Given records:
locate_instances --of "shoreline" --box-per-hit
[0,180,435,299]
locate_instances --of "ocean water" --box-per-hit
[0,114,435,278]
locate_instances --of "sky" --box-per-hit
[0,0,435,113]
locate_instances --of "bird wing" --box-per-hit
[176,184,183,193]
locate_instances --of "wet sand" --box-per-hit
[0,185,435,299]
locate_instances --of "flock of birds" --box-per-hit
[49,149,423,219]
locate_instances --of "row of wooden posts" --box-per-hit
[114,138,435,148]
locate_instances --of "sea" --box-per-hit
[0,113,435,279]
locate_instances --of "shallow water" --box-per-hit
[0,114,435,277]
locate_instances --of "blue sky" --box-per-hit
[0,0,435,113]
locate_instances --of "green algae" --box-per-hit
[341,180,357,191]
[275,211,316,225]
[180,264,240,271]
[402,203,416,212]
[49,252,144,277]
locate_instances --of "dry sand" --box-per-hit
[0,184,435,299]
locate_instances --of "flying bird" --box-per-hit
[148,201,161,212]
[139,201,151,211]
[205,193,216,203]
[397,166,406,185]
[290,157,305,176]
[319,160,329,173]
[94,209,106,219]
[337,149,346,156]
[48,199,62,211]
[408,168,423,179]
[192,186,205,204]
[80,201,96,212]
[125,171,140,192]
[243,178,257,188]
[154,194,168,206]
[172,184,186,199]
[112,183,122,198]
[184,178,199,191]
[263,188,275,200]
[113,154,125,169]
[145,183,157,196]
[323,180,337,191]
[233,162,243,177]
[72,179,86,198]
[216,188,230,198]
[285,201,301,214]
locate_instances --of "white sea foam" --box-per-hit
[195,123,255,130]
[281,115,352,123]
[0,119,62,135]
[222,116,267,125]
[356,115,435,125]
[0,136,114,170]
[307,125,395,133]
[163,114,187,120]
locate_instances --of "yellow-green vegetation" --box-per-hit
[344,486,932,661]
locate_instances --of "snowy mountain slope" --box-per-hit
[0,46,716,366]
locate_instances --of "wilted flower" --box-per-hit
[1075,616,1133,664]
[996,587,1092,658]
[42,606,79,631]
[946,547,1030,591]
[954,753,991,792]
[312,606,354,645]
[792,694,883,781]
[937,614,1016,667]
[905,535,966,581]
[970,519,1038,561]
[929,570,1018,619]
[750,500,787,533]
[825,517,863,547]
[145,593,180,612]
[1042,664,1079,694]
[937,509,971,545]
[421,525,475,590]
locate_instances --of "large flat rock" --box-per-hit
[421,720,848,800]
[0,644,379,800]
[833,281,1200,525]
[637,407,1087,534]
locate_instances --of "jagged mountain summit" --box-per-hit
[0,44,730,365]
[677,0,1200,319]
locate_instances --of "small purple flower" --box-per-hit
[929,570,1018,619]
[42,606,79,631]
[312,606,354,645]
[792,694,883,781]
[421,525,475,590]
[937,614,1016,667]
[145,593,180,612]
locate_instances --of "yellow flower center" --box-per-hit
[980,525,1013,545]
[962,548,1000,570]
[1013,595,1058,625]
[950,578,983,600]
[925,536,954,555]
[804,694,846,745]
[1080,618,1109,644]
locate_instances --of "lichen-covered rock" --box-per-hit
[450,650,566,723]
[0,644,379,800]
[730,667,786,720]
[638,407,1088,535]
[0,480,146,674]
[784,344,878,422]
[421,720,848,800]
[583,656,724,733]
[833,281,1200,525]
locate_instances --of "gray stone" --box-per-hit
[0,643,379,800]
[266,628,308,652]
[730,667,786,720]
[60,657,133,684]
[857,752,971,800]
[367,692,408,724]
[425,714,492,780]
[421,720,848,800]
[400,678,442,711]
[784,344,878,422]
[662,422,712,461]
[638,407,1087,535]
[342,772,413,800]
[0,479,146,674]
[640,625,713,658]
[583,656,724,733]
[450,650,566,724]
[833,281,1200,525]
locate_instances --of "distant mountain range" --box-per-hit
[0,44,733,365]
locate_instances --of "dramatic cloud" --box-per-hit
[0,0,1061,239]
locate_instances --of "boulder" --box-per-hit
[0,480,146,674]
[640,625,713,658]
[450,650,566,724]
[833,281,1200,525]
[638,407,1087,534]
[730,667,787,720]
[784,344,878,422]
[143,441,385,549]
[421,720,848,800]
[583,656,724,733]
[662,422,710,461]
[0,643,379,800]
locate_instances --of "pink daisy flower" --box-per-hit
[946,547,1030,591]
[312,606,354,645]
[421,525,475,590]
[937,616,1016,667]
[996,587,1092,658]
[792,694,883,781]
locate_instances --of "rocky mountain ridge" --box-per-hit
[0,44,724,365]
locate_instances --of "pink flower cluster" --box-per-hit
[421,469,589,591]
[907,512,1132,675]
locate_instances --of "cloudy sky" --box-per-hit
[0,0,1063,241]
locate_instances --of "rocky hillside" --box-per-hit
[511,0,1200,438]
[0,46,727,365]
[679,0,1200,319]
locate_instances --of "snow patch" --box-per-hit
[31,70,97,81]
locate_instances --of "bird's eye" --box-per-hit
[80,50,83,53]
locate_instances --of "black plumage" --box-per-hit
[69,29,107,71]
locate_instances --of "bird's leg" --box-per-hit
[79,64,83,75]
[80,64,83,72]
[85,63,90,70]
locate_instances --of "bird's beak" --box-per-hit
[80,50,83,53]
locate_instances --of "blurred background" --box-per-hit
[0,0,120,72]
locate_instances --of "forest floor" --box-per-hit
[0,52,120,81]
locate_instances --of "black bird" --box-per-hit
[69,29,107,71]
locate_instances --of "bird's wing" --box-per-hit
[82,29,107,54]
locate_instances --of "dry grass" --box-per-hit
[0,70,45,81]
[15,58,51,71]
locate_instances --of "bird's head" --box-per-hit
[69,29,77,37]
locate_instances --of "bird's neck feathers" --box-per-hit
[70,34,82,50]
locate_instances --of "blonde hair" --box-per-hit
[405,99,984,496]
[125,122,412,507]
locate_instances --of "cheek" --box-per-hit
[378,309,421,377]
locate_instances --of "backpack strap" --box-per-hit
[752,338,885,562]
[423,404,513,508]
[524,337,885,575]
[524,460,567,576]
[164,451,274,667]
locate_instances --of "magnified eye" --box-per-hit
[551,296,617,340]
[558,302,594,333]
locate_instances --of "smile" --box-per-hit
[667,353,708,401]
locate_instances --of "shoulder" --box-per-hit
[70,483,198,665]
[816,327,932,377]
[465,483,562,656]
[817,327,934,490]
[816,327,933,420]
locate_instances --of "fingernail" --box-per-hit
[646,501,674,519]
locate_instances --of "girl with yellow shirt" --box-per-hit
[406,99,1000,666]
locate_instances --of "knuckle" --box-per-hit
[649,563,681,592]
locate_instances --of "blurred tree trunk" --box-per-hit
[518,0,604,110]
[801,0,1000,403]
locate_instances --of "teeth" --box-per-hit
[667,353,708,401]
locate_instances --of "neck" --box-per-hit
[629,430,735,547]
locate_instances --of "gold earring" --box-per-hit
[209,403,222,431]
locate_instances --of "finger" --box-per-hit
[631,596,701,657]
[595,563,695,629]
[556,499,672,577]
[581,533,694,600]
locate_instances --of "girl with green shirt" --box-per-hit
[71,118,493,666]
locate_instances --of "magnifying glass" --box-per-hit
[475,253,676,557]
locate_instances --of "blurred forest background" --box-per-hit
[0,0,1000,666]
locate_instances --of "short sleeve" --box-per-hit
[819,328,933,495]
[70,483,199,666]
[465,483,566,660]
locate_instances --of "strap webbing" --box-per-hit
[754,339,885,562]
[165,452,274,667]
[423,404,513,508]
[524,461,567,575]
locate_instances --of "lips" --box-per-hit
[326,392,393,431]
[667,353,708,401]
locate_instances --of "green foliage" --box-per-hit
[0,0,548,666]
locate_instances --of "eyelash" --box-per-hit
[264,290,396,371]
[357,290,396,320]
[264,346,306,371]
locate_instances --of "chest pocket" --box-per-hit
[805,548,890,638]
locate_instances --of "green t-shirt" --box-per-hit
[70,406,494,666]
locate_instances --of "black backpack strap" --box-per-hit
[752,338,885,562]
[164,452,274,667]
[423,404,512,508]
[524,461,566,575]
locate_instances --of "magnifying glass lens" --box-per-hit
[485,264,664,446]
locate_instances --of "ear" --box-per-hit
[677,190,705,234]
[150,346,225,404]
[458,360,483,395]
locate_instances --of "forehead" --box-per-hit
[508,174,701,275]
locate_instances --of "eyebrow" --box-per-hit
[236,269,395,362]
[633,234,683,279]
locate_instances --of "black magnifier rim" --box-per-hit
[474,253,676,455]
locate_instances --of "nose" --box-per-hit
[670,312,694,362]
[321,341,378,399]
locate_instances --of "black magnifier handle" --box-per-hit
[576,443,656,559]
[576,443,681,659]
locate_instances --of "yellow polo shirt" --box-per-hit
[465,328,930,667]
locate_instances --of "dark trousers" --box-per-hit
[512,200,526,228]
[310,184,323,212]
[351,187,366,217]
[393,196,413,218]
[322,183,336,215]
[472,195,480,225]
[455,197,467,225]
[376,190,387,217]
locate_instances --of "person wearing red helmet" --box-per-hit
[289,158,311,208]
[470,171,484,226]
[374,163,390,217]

What to work on: Copy out everything in the entries above, from the very first line down to and including the line that contains "[344,486,932,661]". Keep each line exactly as it appears.

Complete response:
locate_instances --of "shoreline" --box-per-hit
[0,180,435,299]
locate_instances --of "ocean water" --box-per-hit
[0,114,435,278]
locate_instances --of "sky" --box-per-hit
[0,0,435,113]
locate_instances --of "bird wing" --box-per-hit
[176,184,183,193]
locate_instances --of "wet sand" --box-per-hit
[0,185,435,299]
locate_instances --of "flock of birds" --box-per-hit
[49,149,423,219]
locate_instances --of "row of wooden posts" --box-per-hit
[114,138,435,148]
locate_instances --of "sea" --box-per-hit
[0,113,435,279]
locate_instances --of "shallow water" --box-per-hit
[0,114,435,277]
locate_instances --of "blue sky" --box-per-hit
[0,0,435,113]
locate_instances --of "green algae" --box-per-hit
[341,180,357,191]
[275,211,316,225]
[180,264,240,271]
[402,203,416,212]
[49,252,144,277]
locate_instances --of "dry sand" --box-per-hit
[0,184,435,299]
locate_instances --of "flying bird" --box-per-hit
[148,201,161,212]
[139,201,151,211]
[205,193,216,203]
[397,166,406,185]
[290,157,305,176]
[319,160,329,173]
[94,209,106,219]
[337,149,346,156]
[48,199,62,211]
[408,168,423,179]
[192,186,205,204]
[80,201,96,212]
[125,171,140,192]
[243,178,257,188]
[154,194,168,206]
[172,184,186,199]
[112,183,122,198]
[184,178,199,191]
[263,188,275,200]
[113,154,125,169]
[145,183,157,196]
[323,180,337,191]
[233,162,243,177]
[72,179,86,198]
[216,188,230,198]
[285,201,301,214]
locate_instances --of "white sea foam" --box-per-hit
[195,123,255,130]
[281,115,352,123]
[0,119,62,135]
[222,116,267,125]
[356,115,435,125]
[0,136,114,170]
[307,125,395,133]
[163,114,187,120]
locate_instances --of "yellow-green vegetation" --box-per-hit
[344,486,932,661]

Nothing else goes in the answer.